→ Assigned task: Your answer should reproduce every line of the material in which the word "black" occurs.
*** Input data ***
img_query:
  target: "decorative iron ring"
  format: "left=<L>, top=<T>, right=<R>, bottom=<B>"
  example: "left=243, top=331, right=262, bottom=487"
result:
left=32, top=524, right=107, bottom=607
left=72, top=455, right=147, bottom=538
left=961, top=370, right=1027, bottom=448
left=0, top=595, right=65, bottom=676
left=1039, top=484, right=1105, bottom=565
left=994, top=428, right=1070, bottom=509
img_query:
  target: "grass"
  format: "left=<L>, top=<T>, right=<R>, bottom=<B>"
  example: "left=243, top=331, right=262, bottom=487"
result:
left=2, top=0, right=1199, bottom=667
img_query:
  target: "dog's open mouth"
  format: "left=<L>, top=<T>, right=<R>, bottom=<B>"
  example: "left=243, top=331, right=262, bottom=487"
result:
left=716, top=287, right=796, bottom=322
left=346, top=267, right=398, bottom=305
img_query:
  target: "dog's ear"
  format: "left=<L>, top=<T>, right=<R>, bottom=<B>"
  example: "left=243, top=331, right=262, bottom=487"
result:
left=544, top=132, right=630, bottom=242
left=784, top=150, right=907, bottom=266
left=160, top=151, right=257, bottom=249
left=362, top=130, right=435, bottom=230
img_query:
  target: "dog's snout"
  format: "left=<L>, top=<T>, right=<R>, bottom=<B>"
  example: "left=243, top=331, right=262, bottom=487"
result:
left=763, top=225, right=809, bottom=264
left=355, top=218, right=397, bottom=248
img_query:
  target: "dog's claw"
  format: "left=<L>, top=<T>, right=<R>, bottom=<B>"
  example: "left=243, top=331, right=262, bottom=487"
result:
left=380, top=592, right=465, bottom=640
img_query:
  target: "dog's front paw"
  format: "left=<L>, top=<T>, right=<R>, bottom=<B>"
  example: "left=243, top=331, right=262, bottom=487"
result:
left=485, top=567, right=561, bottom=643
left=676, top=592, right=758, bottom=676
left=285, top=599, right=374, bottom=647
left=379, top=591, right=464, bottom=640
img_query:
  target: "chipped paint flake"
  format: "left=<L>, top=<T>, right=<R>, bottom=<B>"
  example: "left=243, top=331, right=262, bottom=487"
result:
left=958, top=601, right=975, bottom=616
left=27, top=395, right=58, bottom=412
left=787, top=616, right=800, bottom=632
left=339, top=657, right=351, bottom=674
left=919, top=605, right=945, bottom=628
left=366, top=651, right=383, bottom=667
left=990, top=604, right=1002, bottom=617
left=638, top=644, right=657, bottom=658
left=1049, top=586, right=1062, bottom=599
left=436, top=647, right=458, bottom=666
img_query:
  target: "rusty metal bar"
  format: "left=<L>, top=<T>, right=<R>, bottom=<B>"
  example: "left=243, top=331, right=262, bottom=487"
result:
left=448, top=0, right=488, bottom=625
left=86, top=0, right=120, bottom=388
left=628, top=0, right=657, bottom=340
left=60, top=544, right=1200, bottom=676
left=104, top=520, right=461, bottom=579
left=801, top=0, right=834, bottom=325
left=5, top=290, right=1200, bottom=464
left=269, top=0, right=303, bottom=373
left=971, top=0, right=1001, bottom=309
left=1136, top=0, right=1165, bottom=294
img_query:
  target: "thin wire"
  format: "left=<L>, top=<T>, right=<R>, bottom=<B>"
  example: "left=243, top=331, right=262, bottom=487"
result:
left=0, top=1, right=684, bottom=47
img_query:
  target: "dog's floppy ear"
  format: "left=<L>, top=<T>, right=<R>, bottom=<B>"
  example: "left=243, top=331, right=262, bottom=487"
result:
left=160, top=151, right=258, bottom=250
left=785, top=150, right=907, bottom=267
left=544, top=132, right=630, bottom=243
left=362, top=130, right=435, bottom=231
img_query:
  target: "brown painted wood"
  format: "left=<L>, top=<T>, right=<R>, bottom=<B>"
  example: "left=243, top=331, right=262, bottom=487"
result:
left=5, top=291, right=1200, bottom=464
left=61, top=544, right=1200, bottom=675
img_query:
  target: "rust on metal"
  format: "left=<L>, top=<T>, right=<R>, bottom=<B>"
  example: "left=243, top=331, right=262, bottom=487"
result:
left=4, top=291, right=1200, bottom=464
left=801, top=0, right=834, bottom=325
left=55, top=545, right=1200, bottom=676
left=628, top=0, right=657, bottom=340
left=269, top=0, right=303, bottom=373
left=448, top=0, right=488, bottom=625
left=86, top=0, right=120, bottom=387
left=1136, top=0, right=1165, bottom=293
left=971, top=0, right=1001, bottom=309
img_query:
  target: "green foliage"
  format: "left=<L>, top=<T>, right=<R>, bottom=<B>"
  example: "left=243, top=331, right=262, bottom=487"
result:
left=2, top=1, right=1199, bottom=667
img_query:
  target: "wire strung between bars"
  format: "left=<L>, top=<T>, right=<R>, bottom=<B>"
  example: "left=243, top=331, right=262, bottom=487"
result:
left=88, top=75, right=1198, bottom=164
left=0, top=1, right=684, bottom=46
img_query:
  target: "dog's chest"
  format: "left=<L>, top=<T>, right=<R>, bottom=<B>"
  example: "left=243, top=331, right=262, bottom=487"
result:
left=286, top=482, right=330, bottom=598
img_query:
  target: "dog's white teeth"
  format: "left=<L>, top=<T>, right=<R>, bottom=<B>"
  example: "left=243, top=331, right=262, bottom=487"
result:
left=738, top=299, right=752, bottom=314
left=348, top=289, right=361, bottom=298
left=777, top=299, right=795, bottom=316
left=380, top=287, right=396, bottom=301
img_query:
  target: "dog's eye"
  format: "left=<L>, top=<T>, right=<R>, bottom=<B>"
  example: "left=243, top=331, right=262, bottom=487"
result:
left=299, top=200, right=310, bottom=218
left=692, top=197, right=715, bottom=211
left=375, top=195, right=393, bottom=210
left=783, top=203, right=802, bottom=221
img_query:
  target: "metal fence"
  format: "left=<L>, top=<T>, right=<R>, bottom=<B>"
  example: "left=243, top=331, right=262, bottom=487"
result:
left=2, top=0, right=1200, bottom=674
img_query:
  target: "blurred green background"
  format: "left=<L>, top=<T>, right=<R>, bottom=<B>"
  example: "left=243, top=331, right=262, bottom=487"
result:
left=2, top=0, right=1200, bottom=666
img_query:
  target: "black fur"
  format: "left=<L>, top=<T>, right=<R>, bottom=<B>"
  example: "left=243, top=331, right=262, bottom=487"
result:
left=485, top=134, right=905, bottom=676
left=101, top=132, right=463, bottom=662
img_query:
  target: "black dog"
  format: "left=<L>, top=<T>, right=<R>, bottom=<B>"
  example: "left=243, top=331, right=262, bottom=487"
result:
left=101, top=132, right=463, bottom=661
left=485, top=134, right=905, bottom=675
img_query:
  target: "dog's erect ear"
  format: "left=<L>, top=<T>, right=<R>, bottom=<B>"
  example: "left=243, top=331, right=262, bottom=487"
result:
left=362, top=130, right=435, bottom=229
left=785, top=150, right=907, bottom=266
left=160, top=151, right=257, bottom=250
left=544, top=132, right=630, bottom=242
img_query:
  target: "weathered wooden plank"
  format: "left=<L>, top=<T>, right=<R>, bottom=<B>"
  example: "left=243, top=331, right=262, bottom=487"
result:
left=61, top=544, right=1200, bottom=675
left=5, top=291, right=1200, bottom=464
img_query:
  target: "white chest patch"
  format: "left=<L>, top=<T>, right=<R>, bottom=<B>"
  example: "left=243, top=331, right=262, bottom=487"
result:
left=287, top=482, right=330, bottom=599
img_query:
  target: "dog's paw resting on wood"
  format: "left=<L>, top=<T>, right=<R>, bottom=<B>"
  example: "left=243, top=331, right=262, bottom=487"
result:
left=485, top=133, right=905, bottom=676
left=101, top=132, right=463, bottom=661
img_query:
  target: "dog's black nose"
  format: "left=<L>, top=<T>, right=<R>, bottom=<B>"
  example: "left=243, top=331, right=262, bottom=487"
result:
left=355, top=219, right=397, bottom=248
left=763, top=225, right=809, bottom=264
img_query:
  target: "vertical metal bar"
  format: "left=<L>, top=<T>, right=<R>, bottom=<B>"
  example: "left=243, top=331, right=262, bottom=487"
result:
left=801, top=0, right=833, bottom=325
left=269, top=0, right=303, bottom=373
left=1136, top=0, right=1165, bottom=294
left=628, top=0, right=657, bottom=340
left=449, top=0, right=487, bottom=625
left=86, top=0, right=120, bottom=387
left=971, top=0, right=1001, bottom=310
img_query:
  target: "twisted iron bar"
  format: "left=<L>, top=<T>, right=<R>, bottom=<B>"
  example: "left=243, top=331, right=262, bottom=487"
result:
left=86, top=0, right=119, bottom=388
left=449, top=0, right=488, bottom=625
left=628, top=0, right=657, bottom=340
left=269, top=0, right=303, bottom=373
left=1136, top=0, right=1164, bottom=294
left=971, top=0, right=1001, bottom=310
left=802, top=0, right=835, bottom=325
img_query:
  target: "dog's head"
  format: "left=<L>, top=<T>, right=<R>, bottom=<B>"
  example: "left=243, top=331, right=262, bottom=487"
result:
*** End of Input data ***
→ Output of the task:
  target: "black fur"
  target: "black dog"
  target: "dog's black nose"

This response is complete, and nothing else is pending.